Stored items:
··········
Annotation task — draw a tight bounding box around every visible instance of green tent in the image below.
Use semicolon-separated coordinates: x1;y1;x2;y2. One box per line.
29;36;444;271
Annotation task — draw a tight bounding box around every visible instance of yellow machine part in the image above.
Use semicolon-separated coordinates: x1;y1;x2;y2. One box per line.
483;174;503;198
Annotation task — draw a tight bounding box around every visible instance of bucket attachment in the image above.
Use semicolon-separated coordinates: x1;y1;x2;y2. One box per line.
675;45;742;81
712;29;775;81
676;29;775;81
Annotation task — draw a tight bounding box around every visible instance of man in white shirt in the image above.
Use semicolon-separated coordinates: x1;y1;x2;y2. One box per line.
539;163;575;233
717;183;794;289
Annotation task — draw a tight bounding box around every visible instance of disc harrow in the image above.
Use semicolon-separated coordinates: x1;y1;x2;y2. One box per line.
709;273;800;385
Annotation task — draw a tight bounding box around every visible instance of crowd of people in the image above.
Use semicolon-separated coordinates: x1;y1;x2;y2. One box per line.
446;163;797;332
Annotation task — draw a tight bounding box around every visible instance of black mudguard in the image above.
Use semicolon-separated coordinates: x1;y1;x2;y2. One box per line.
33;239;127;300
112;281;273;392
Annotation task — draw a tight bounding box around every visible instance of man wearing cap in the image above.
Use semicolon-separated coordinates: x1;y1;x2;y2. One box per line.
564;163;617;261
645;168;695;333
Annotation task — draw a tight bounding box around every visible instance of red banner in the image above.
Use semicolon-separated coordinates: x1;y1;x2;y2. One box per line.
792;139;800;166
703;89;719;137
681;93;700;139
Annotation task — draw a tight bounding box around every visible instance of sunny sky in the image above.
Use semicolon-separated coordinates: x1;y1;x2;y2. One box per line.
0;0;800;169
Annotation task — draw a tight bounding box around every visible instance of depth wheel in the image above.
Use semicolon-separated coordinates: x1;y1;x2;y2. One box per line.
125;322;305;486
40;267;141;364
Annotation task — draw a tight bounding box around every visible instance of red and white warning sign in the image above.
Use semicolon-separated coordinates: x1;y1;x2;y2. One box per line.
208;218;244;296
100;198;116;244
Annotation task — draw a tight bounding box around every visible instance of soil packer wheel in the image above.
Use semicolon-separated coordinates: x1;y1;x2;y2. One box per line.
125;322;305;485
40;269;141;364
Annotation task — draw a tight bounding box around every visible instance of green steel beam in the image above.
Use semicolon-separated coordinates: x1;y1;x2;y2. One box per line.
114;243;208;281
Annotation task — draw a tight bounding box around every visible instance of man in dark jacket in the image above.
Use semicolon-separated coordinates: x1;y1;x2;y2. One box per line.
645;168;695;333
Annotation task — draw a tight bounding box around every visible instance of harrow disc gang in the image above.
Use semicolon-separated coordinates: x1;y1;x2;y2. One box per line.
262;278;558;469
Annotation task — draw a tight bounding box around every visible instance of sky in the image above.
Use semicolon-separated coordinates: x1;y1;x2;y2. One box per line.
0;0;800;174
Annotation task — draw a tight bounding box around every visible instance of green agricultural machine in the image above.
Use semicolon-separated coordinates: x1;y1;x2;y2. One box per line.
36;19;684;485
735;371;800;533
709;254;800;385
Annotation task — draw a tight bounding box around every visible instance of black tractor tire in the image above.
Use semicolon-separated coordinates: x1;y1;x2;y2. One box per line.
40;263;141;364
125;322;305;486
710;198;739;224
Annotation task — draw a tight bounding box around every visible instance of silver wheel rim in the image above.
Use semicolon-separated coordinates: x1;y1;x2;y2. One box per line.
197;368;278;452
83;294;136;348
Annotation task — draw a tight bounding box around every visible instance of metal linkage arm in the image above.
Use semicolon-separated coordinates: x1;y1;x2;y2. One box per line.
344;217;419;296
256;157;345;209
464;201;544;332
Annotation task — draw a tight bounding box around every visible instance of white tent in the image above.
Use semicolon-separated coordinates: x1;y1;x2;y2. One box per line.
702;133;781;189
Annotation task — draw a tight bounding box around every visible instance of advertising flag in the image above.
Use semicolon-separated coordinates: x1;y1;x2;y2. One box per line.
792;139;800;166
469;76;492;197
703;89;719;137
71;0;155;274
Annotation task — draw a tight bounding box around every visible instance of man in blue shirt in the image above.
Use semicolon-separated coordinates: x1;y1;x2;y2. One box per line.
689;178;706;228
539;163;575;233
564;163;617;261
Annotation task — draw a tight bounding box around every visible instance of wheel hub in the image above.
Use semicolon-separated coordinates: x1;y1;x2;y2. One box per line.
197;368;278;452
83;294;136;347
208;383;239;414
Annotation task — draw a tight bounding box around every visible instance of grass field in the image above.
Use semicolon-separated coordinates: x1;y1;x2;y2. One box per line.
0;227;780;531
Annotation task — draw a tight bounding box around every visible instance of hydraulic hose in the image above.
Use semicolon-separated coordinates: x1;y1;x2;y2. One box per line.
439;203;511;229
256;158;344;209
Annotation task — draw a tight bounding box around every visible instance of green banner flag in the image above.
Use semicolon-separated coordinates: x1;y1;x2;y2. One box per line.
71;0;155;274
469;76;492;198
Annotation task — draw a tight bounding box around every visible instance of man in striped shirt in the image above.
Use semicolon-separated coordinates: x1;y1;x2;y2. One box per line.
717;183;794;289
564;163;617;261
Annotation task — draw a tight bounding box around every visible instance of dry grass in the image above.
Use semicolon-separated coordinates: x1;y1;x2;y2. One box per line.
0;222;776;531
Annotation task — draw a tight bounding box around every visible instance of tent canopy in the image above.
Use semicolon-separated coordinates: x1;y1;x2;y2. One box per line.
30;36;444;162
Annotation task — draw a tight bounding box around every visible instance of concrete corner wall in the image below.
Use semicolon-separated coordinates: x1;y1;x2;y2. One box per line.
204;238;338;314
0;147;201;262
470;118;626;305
··········
### Task objective
Quote all of the items above word for word, keeping every line unchanged.

### Solved problem
Annotation task — draw a tight bounding box around every visible instance of green tent in the image below.
Use semicolon-separated coordinates: x1;y1;x2;y2. One box per line.
29;36;444;271
Annotation task — draw a tight bounding box around every visible instance of yellow machine part in the image above.
Use semicolon-separated coordinates: x1;y1;x2;y2. One box per line.
483;174;503;198
Annotation task — draw a tight bounding box around every visible instance of bucket attachment in the image above.
Use semicolon-separated coordinates: x1;y1;x2;y2. One box per line.
675;45;742;81
712;29;775;81
676;29;775;81
Annotation task — draw a tight bounding box around every visible instance of man in white shirt in the image above.
Use semicolon-separated coordinates: x1;y1;x2;y2. One box per line.
539;163;575;233
717;183;794;289
Annotation task — draw a tight bounding box around every visible instance of disc harrow in the image above.
Use semicolon-separated coordinates: x1;y1;x2;y2. One box per line.
709;273;800;385
Annotation task — draw a tight bounding box around every visible instance of crowd of people in the image above.
Use semicolon-separated coordinates: x1;y1;x2;y2. One box per line.
446;163;797;332
Annotation task — draw a tight bounding box around every visible instance of black mudguard in the image above.
Use semicolon-separated coordinates: x1;y1;x2;y2. One box per line.
33;239;127;300
112;281;273;392
Annotation task — draw a tight bounding box around every visible instance of man wearing cap in the image above.
Use semicolon-separated coordinates: x1;y1;x2;y2. One box per line.
564;163;617;261
645;168;695;333
Annotation task — draw a tight bounding box around every visible instance of red banner in the image above.
Use semicolon-separated coordinates: x1;y1;x2;y2. One box per line.
792;139;800;166
703;89;719;137
681;93;700;139
Annotation task — draw a tight bounding box around every visible instance of sunny sky in the image above.
Use semicolon-separated coordinates: x1;y1;x2;y2. One box per line.
0;0;800;169
Annotation task — draw a tight bounding box around every visible instance of depth wheel in the image above.
Use semicolon-separated coordinates: x1;y1;x2;y2. One box per line.
125;322;305;486
40;267;141;364
Annotation task — draw a tight bounding box around every visible instance of red and white warning sign in the image above.
Use semicolon-separated coordinates: x1;y1;x2;y2. One box per line.
208;218;244;296
100;198;116;244
Annotation task — draw a tight bounding box around every visible instance of soil packer wheel in the image above.
Use semicolon-separated coordinates: x1;y1;x2;y2. One box per line.
125;322;305;485
40;269;141;364
Annotation task — draw a tight bounding box around every visible instance of green steel beam in the image above.
Use semicolon-separated coordinates: x1;y1;x2;y2. One box per line.
114;243;208;281
Annotation task — draw a tight bounding box around every visible instance of man in dark jacket in the image above.
Use semicolon-separated coordinates: x1;y1;x2;y2. One box per line.
645;168;695;333
Annotation task — draw a tight bounding box around every visible instance of harrow disc gang in the image above.
Use semicolon-separated coordinates: x1;y1;x2;y2. One box per line.
262;278;558;469
Annotation task — draw a tight bounding box around every visible instance of sky in the image above.
Use semicolon-separated coordinates: x1;y1;x2;y2. One box per line.
0;0;800;174
Annotation task — draw a tight bounding box around every visible instance of green agricultural machine in the image above.
Use semicolon-separated coordinates: x1;y1;x2;y2. One box per line.
36;19;684;485
735;371;800;533
709;254;800;385
Annotation task — draw a tight bounding box around every visible instance of black tractor tire in the image above.
Use semicolon-separated coordinates: x1;y1;x2;y2. One box per line.
40;263;141;364
125;322;305;486
710;198;739;224
Annotation task — draw a tight bounding box around every visible instance of silver wheel rim in the image above.
Use semicolon-separated coordinates: x1;y1;x2;y2. One box per line.
197;368;278;452
83;294;136;348
Annotation task — draw a tight bounding box around every visible instance of metal linkage arm in the image above.
Use semicolon-separated coordinates: x1;y1;x2;y2. One box per line.
344;217;419;296
256;157;345;209
464;201;544;332
Annotation task — draw a tight bounding box around every visible instance of white tent in the image above.
Use semicolon-separated coordinates: x1;y1;x2;y2. One box per line.
702;133;781;189
Annotation task — draw a tight bounding box around every visible instance of advertising flag in the image above.
Use semicolon-separated coordinates: x1;y1;x2;y2. One box per line.
792;139;800;166
469;76;492;197
703;89;719;137
71;0;155;274
Annotation task — draw a tight bounding box around every visible instance of man in blue shirt in the image above.
Use semicolon-separated coordinates: x1;y1;x2;y2. One box per line.
689;178;706;228
539;163;575;233
564;163;617;261
Annotation task — draw a tight bounding box around every visible instance of wheel hub in the image above.
Use semicolon-separated coordinates: x1;y1;x2;y2. One box per line.
197;368;278;452
83;294;136;347
208;383;239;414
Annotation task — draw a tight bounding box around every visible instance of grass field in the image above.
Use semicolon-separated coordinates: x1;y1;x2;y2. One box per line.
0;227;780;531
Annotation task — draw a tight bounding box around every visible instance of hydraulic hose in the image above.
Use semicolon-separated coordinates: x1;y1;x2;y2. One box per line.
439;203;511;229
256;158;344;209
Annotation task — draw a tight bounding box around every visible instance of green banner flag in the image above.
Use semicolon-separated coordinates: x1;y1;x2;y2. One box per line.
71;0;155;274
469;76;492;198
Annotation task — draw a tight bounding box around every visible instance of man in striped shirt in the image above.
Use semicolon-separated coordinates: x1;y1;x2;y2. One box per line.
717;183;794;289
564;163;617;261
Annotation task — draw a tight bounding box around every visible instance of dry grass in the image above.
Use semicolon-separated coordinates: x1;y1;x2;y2. One box per line.
0;222;776;531
Annotation task — draw a tight bounding box around every visible instance of tent canopy in the image above.
Use semicolon-separated coordinates: x1;y1;x2;y2. One box per line.
30;36;444;162
Annotation task — draw a tight bounding box around every visible instance of concrete corner wall in the image below.
Use semicolon-separated coordinates: x1;y1;x2;y2. One box per line.
204;238;338;314
0;147;201;262
470;118;626;305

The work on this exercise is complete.